▶ What you have to do:
Repeat, without any change, the entries presented below.

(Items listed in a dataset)
# # #
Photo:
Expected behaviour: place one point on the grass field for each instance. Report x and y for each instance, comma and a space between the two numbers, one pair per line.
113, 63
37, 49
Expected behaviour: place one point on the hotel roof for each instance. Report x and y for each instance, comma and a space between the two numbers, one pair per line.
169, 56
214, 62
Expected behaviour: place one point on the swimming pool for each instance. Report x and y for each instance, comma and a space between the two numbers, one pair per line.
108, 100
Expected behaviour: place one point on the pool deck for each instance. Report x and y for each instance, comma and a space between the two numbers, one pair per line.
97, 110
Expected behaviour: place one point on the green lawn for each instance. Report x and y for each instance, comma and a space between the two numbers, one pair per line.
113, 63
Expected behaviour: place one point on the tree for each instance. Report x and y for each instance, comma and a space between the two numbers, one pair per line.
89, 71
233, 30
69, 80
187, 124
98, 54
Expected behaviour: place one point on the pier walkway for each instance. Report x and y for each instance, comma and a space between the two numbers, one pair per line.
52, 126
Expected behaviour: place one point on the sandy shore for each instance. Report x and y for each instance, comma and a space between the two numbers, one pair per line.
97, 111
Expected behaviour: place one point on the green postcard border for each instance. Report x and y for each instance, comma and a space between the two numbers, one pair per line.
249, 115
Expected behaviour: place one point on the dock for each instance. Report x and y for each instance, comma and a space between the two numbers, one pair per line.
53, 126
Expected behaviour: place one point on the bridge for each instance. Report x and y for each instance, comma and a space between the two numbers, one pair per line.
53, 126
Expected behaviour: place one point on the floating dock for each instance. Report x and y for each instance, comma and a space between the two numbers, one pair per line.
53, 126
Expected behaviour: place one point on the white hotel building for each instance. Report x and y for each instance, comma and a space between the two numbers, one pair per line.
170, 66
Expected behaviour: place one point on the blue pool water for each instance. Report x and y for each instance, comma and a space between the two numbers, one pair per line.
# # #
▶ Response to this exercise:
Photo:
Expected behaviour: place one point on the grass field for each instance. Report x and y for each instance, comma and a space between the two numbers, one pair per line.
113, 63
37, 49
Expected behaviour: place one point on the hotel roof for each instance. Report x and y for each instance, comma and a space between the two numbers, one pair per line.
169, 56
214, 62
Expected behaviour: place one point on the swimming pool for each instance. Report x and y for each instance, comma and a space between the two numbers, one pair per line.
108, 100
Expected behaviour: place one point on the pool deck for each instance. Report x and y for each instance, comma and a space between the two numbers, one pair per line.
97, 110
Expected behaviour: place one point on the green lawn for each instance. Report x and y for each instance, comma and a space between the two numbers, one pair per line.
113, 63
Expected behaviour: place one point on the tree for each instance. Report x and y for each instance, comma and a space between the two numbers, one pair per line.
89, 71
233, 30
69, 80
187, 124
98, 54
Expected behaviour: place one point on the pier walkway for each instance. Report x and y for each instance, comma and a space between the two numbers, one pair per line.
52, 126
Expected behaviour: place one point on the sandy shore for each instance. Report x and y for each instance, comma and a space between the two numbers, one pair per line.
97, 111
Expected behaviour: place one point on the green postcard border for each instance. Report x and y for each instance, comma and a space between the two numbers, one pair per line.
249, 115
Expected behaviour: place one point on the dock for each instance. Report x and y for each instance, comma and a space between the two numbers, one pair per line.
53, 126
Expected behaviour: place one point on the bridge for each instance. Report x and y for each instance, comma and a space between the two numbers, one pair per line.
53, 126
Expected behaviour: place one point on the floating dock for each instance. Report x and y for each instance, comma and a space between the two numbers, one pair per line.
53, 126
Expected behaviour: place one point on the white hotel building for each instance. Report x and y for each instance, comma and a space between the two numbers, one pair per line.
170, 66
Expected behaviour: place one point on the blue pool water for each instance. Report x and y for each instance, comma and a space between the two numbers, one pair per line.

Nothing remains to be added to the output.